Your task is to repeat exactly the lines below between the line holding "TARGET = second bus license plate" and the line holding "TARGET = bus windshield", inclusive, and only those.

————

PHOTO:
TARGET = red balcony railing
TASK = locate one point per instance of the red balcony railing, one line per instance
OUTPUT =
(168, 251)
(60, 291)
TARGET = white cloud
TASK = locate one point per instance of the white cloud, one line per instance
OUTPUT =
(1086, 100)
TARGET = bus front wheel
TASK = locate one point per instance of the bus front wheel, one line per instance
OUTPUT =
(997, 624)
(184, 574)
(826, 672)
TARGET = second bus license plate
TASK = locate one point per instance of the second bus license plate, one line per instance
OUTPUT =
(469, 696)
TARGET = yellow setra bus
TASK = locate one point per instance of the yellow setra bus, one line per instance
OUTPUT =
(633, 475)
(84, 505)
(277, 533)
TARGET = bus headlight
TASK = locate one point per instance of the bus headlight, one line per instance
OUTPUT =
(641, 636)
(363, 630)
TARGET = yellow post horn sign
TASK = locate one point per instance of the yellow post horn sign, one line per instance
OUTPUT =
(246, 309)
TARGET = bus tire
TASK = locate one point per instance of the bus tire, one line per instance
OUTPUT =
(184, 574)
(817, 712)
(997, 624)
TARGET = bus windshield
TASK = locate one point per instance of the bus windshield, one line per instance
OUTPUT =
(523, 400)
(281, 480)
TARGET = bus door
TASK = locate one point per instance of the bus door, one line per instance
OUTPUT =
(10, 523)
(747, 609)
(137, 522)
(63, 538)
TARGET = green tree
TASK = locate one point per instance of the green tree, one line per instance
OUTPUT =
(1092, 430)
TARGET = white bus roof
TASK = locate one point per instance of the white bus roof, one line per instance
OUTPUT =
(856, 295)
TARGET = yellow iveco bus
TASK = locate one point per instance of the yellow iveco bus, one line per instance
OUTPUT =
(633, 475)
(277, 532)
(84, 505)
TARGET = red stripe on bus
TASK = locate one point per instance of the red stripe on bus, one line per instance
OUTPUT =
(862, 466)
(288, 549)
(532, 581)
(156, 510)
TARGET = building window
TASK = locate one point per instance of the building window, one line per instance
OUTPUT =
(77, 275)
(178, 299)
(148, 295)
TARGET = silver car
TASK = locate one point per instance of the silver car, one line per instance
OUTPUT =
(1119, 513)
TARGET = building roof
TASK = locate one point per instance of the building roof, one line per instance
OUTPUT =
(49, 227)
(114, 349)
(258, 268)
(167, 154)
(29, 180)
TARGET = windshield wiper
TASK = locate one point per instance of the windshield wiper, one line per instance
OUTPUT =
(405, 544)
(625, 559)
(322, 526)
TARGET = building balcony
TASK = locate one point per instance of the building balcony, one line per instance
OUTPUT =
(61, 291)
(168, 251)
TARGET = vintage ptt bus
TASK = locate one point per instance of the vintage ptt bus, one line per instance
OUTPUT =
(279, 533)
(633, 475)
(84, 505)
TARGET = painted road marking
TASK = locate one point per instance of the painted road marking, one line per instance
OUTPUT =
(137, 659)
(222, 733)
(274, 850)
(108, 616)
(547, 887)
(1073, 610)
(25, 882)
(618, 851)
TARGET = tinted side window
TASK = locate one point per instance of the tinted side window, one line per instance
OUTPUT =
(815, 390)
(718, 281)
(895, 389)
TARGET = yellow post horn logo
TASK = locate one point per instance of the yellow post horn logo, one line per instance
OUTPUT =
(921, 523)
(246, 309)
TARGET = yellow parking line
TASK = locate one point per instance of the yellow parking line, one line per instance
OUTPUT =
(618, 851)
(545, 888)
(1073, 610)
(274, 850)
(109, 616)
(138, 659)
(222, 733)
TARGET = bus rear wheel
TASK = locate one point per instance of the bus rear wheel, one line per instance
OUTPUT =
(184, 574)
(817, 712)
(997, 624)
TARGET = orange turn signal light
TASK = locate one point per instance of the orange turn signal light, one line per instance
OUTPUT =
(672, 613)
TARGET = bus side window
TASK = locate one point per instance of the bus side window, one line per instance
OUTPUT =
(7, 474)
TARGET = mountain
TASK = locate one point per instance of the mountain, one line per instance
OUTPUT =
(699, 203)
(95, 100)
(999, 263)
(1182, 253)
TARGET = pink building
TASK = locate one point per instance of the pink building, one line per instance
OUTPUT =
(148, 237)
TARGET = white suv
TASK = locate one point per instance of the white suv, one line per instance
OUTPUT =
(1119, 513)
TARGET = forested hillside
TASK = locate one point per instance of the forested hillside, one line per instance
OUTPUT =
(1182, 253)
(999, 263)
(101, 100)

————

Solved problem
TARGET = second bus license plate
TASK = locate one point per instance of the second bus license plate, one line per instance
OUTPUT =
(469, 696)
TARGET = yellow setra bus
TASK = locate one point per instance of the yellow setra bus, one line per instance
OUTPUT =
(633, 475)
(84, 505)
(277, 533)
TARGET = bus headlight
TASK = locate one point per instance of the bus headlight, one line per instance
OUTPUT =
(641, 636)
(363, 630)
TARGET = yellow post horn sign
TASK = locate one point per instance of the yellow post horn sign, one line per instance
OUTPUT =
(246, 309)
TARGET = bus tire
TASK = locate one point per instance of the bus tire, one line per instance
OUTPUT =
(184, 574)
(817, 712)
(997, 624)
TARGET = bus windshield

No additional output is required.